──────── Information provided

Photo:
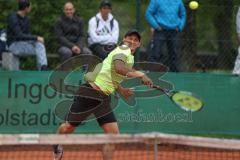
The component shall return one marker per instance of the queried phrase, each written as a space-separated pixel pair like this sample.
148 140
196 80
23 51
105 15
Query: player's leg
78 112
109 125
156 54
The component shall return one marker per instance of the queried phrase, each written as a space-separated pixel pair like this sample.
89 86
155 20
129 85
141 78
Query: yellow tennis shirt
106 77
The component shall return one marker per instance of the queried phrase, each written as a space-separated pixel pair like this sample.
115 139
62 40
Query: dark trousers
159 39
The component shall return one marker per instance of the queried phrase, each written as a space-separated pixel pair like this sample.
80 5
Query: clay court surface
122 152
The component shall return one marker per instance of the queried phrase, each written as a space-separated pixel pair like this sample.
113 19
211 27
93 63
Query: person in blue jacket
167 18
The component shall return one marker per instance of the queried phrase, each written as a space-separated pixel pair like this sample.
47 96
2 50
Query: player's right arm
120 68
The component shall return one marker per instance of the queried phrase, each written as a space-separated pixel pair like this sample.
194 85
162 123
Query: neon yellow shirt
106 78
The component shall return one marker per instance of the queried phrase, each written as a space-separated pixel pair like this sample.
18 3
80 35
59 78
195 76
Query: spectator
2 42
103 31
69 32
236 69
167 18
20 41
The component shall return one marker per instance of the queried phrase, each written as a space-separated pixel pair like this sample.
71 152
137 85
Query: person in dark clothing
69 32
20 41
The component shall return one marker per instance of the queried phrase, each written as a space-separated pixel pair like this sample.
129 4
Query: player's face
132 42
69 10
105 10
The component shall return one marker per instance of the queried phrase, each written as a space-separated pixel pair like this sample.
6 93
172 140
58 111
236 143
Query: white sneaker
57 152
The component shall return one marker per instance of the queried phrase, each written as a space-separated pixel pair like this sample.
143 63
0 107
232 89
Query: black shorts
90 104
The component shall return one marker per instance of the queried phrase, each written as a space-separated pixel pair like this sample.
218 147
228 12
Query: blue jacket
167 14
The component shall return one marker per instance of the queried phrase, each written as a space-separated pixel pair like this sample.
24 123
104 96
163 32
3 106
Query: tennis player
94 96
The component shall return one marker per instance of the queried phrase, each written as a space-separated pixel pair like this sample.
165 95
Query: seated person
103 31
69 32
20 41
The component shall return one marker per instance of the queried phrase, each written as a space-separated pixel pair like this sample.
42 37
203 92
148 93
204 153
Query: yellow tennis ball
193 5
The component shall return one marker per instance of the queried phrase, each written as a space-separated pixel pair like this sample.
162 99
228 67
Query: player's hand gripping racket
185 100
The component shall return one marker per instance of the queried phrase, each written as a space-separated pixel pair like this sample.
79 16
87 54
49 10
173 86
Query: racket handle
166 91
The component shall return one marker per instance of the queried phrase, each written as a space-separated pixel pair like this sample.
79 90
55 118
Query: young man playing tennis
115 68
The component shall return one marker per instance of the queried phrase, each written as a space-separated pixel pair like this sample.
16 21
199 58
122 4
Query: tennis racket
185 100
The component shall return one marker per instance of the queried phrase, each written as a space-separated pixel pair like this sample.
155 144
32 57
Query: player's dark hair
22 4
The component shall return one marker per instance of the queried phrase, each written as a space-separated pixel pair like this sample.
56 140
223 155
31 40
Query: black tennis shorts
90 104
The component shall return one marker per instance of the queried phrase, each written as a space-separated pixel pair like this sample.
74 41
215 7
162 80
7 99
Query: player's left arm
125 92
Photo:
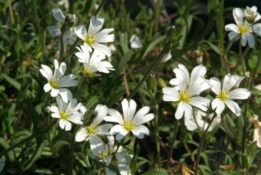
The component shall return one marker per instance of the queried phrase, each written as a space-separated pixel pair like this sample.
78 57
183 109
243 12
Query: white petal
47 87
180 110
54 92
102 48
143 119
218 105
238 15
97 145
81 32
81 135
65 94
233 107
140 131
64 124
250 39
115 117
216 85
239 94
95 25
200 102
76 118
232 27
170 94
58 15
104 129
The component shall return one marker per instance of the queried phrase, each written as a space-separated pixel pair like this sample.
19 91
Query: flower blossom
56 30
117 156
135 42
226 94
130 121
91 133
67 112
257 131
94 37
186 91
93 63
243 28
192 125
57 82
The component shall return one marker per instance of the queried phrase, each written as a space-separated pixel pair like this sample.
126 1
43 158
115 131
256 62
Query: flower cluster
187 89
245 25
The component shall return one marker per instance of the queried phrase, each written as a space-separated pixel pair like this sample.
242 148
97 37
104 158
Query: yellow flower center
128 125
90 130
54 83
184 96
86 71
64 115
89 39
244 28
223 96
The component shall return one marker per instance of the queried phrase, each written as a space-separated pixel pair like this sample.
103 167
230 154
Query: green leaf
156 172
34 115
12 81
214 47
5 145
123 61
152 45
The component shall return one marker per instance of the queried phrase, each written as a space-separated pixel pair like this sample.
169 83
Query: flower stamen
128 125
184 96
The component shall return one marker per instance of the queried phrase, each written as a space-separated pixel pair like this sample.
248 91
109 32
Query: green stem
152 67
258 166
39 28
241 56
202 138
11 11
28 138
99 8
156 107
173 142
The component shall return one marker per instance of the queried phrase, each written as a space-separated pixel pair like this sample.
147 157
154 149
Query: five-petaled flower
91 133
94 63
94 37
186 91
57 83
130 121
243 28
228 92
68 112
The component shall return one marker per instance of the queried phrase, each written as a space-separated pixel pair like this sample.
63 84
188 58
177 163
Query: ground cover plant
130 87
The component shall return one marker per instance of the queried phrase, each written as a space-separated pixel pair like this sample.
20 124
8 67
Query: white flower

────────────────

### Aim of the exercise
The records above must be echoed exactly, minus their pictures.

### Answer to the problem
Photo:
The component shall return one marker per instance of the queried phrase, each written as a space-separated pixel pair like this sample.
148 140
196 80
23 51
105 15
Query: player's leg
78 112
109 125
156 54
The component shall return one marker per instance of the queried phrase, each written as a space-separated pixel pair like this sample.
89 86
155 20
129 85
141 78
Query: yellow tennis shirt
106 77
The component shall return one marker per instance of the queried phrase, each written as a space-separated pixel pair like this sample.
115 139
62 40
Query: dark trousers
159 39
The component shall return one marker per instance of the queried phrase, each written as a space-separated pixel pair like this sample.
80 5
Query: clay court surface
122 152
The component shall return one marker per instance of the queried phrase, each written as a space-separated pixel pair like this sample.
113 19
211 27
93 63
Query: person in blue jacket
167 18
The component shall return one marker per instance of the queried phrase, each written as a space-separated pixel pair like this sample.
47 96
2 50
Query: player's right arm
120 68
The component shall return one marker per instance of the queried phrase, each written as a space-separated pixel pair like this sample.
194 85
162 123
Query: neon yellow shirt
106 78
The component shall return one marker per instance of the queried phrase, each written as a space-separated pixel pair like this sample.
18 3
80 35
59 78
195 76
Query: spectator
2 42
103 31
69 32
236 69
167 18
20 41
The component shall return one marker per instance of the queried phrase, each written as a space-separated pixel pair like this sample.
71 152
137 85
Query: person in dark clothing
69 32
20 41
The component shall return one marker per instance of the queried phrase, each written as a space-separated pixel pair like this sample.
129 4
Query: player's face
132 42
69 10
105 10
The component shall return one marker per instance of the queried phrase, each written as a space-separated pixel pair like this sample.
6 93
172 140
58 111
236 143
Query: white sneaker
57 152
The component shall return one marker per instance of the queried phrase, each written as a space-separated pixel pair like this sample.
143 63
0 107
232 89
Query: black shorts
90 104
The component shall return one marker per instance of the queried phrase, each written as a space-separated pixel pair like this sample.
218 147
228 12
Query: blue jacket
167 14
The component shall return one marker per instance of the queried phrase, each written as a space-separated pixel pair like this sample.
24 123
104 96
163 32
3 106
Query: tennis player
94 96
The component shall return one marker per instance of the queried phrase, each written as a space-separated pixel pair like this sample.
165 95
Query: seated person
103 31
69 32
20 41
The component shall return one marker per instance of the queried phrase, each written as a space-separated pixel pair like this sample.
42 37
203 92
148 93
204 153
Query: yellow tennis ball
193 5
The component shall return one marker per instance of the queried phrase, each written as a space-separated pixel pair like this sample.
162 99
228 67
Query: player's hand gripping racket
185 100
The component shall return one marker per instance of the queried phrase, each written as a space-separated pixel pair like this sample.
79 16
87 54
49 10
173 86
Query: racket handle
166 91
The component shall return one marker per instance of the queried phrase, each written as a space-separated pixel pair like this sample.
79 90
55 118
Query: young man playing tennis
115 68
The component shall return one marker per instance of the queried phrase, each written as a space-separated pixel pair like this sample.
16 21
199 58
122 4
Query: tennis racket
185 100
The component shall return one marker per instance of the queried phrase, each written as a space-separated pixel pair like this sample.
155 144
32 57
Query: player's dark hair
22 4
The component shall return one marker per instance of the queried phrase, each written as a space-separated pixel pair like this sample.
56 140
223 155
31 40
Query: black tennis shorts
90 104
The component shall return one marker per instance of the queried phrase, each written as a space-separated pixel pair like this sample.
74 41
215 7
162 80
7 99
Query: player's left arm
125 92
Photo:
The component shall return one marker per instance of the queried phrase, each written as a space-separated pixel pair like this sample.
78 57
183 109
243 12
Query: white petal
47 87
180 110
54 92
102 48
143 119
218 105
238 15
97 145
81 32
81 135
65 94
233 107
140 131
64 124
250 39
115 117
216 85
239 94
95 25
200 102
76 118
232 27
170 94
58 15
104 129
The component shall return one marker per instance of the queried phrase, each written as a space-separated pixel pair like this sample.
19 91
Query: flower blossom
56 30
117 156
135 42
226 94
130 121
91 133
67 112
257 131
94 37
186 91
93 63
243 28
192 125
57 82
The component shall return one marker per instance of the queried phrase, each written as a space-separated pixel pair like this sample.
126 1
43 158
115 131
256 62
Query: flower cluster
187 89
245 25
The component shall return one marker per instance of the queried phrase, each written as a space-separated pixel pair like this sample.
242 148
97 37
104 158
Query: yellow flower center
128 125
90 130
54 83
184 96
86 71
64 115
89 39
244 28
223 96
The component shall return one marker per instance of the queried phrase, each written as a space-separated pixel pair like this sample.
103 167
230 154
Query: green leaf
156 172
34 115
12 81
214 47
5 145
123 61
152 45
The component shall return one marker per instance of the queried phrase, each written as a space-separated pixel pair like this sample.
169 83
Query: flower stamen
128 125
184 96
The component shall return one marker per instance of the queried phrase, each written as a space-separated pixel pair like this sample.
248 91
109 32
Query: green stem
152 67
258 166
39 28
241 56
202 138
11 11
28 138
99 8
156 107
173 142
The component shall return one marker per instance of the queried phrase, each written as a space-separated pixel pair like this sample.
147 157
154 149
Query: five-petaled flower
91 133
94 63
94 37
186 91
57 83
130 121
243 28
228 92
68 112
The component shall return one marker per instance of the queried phrase, each written as a space-separated pixel pair like this sample.
63 84
188 58
177 163
Query: ground cover plant
130 87
The component shall return one marker per instance of the queried phrase, each written as a space-separated pixel pair like this sample.
20 124
8 67
Query: white flower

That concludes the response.